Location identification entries
------------

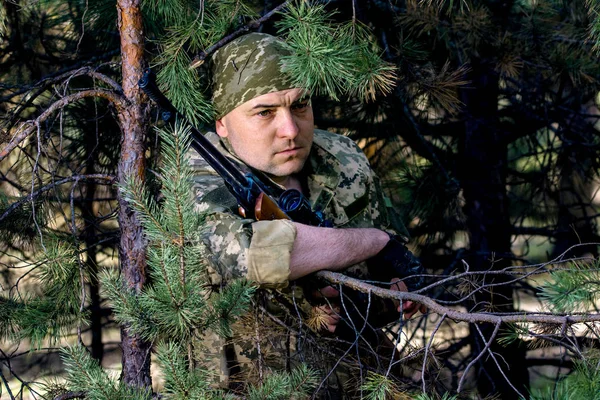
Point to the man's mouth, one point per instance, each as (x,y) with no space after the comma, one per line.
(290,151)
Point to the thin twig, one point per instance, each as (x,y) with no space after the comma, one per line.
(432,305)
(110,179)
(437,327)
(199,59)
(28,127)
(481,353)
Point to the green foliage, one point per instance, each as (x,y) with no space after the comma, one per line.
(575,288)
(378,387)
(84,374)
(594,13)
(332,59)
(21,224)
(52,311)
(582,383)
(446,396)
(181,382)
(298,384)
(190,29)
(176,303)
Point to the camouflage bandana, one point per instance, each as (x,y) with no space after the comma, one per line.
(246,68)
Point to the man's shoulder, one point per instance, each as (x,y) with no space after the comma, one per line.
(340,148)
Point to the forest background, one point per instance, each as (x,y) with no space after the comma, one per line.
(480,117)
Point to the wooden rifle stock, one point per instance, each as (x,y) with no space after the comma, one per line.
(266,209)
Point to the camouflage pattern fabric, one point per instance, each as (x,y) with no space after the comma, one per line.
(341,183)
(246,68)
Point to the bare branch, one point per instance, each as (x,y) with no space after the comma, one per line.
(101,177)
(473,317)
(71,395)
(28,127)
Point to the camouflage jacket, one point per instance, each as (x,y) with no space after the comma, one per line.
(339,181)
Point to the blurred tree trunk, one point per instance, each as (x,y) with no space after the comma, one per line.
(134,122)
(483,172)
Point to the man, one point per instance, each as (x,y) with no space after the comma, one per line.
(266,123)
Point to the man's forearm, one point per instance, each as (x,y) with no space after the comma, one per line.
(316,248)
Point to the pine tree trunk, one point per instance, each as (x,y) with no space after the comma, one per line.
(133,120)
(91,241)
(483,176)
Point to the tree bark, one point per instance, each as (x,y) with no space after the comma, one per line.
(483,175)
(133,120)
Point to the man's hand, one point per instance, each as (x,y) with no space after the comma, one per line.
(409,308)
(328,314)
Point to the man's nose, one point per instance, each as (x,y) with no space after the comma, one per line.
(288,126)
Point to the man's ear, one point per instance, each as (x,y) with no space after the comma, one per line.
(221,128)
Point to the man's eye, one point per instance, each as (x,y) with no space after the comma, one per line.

------------

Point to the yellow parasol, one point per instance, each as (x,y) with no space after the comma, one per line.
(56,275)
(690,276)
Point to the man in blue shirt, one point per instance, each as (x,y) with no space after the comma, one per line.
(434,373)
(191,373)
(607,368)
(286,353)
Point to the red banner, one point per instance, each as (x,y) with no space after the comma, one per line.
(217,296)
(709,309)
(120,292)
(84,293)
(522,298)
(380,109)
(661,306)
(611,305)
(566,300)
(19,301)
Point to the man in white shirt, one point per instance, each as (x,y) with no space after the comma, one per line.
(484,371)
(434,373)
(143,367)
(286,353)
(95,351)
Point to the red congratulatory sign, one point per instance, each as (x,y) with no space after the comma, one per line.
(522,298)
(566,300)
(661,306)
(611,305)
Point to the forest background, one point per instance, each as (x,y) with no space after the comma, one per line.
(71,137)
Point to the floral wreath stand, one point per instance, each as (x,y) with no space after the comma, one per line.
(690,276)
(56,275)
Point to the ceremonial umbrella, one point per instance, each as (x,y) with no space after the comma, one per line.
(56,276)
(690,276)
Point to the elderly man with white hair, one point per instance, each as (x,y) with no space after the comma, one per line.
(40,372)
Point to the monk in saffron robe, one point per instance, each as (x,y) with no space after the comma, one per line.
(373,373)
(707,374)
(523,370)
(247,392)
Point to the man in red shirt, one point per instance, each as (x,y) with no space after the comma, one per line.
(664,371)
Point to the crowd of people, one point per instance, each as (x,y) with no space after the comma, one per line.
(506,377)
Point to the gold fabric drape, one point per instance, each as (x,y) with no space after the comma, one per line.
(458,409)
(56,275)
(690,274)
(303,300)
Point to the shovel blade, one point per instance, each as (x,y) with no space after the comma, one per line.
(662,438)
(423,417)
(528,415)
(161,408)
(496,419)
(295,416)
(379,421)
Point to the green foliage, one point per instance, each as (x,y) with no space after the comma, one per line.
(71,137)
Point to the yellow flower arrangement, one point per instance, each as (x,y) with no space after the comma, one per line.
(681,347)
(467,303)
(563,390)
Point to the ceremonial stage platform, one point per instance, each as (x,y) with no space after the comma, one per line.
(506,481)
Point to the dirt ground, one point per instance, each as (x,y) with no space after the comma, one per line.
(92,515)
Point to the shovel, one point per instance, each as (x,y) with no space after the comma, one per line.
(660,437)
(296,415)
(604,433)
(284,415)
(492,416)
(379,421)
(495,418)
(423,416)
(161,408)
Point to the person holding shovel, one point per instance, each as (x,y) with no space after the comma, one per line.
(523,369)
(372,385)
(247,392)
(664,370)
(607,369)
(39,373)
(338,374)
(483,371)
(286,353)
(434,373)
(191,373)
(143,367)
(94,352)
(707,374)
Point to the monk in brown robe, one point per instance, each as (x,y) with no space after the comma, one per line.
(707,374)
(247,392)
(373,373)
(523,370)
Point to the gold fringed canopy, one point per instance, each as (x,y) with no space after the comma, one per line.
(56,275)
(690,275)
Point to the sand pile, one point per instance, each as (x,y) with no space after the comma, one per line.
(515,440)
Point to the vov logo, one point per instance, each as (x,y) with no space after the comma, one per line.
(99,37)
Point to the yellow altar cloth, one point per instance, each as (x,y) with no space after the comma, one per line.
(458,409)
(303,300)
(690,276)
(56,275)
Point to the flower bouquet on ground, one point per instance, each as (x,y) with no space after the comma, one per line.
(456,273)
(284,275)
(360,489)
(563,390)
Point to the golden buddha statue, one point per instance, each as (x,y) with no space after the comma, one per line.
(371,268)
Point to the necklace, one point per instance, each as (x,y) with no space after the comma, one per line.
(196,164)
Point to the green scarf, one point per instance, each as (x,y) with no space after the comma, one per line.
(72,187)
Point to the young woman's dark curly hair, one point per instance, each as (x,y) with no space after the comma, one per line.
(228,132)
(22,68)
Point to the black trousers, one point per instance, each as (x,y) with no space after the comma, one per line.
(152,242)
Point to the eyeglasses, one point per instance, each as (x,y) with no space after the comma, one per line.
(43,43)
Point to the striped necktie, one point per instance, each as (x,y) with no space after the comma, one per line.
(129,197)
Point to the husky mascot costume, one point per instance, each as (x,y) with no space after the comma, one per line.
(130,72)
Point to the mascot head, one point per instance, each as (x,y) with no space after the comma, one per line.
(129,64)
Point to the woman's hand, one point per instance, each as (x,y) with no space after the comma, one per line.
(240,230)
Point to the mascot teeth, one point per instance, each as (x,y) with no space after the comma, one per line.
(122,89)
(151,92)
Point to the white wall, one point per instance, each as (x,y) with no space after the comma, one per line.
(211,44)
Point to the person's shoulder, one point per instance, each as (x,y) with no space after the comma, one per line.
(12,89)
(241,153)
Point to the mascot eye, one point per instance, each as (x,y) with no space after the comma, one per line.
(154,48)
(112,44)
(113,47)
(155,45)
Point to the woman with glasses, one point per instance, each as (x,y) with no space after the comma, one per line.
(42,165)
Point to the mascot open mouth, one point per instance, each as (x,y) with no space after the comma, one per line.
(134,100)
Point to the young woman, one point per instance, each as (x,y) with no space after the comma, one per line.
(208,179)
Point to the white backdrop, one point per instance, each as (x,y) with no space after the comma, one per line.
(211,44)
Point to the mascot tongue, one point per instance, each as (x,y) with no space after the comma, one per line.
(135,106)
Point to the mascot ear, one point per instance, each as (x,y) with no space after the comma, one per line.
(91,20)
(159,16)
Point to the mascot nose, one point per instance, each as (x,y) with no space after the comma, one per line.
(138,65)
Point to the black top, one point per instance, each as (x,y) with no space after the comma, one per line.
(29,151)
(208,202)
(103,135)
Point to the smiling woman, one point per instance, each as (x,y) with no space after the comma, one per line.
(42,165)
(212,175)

------------

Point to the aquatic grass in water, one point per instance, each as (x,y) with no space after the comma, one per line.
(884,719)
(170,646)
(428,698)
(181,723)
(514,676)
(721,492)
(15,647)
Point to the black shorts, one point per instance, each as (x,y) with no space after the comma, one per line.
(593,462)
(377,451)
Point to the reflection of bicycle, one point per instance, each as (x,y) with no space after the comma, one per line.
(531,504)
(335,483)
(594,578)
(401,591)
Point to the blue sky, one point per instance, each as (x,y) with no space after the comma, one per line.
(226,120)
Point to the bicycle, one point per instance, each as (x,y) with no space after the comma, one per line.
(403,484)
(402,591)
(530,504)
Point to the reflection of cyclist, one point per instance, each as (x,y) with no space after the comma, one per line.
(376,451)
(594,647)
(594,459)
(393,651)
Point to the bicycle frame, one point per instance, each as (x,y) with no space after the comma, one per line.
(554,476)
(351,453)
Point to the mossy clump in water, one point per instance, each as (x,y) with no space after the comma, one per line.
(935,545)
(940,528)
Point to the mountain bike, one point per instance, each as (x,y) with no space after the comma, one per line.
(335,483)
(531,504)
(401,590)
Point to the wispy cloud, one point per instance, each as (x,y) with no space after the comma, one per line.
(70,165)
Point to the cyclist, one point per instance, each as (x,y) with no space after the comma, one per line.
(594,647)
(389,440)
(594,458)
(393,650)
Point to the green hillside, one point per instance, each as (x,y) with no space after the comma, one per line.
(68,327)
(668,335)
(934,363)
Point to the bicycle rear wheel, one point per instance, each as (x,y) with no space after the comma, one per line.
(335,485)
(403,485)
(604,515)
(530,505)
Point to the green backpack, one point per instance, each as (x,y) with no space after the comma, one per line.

------------

**Instruction:**
Render the items between the line containing "Point to the green hillside, one" and the line containing "Point to the green backpack, one", inclusive, as a JSON list of strings with one string per line and no blank lines.

**Finished task:**
[
  "Point to the green hillside, one point per instance, each as (x,y) with no space after the comma, one per line.",
  "(68,327)",
  "(668,335)",
  "(934,363)",
  "Point to the bicycle rear wheel, one point per instance, each as (x,y) with no space after the comma, one per line.",
  "(335,485)",
  "(403,485)",
  "(604,515)",
  "(530,505)",
  "Point to the green backpack, one point per instance, each as (x,y) with no space after the comma, one per line."
]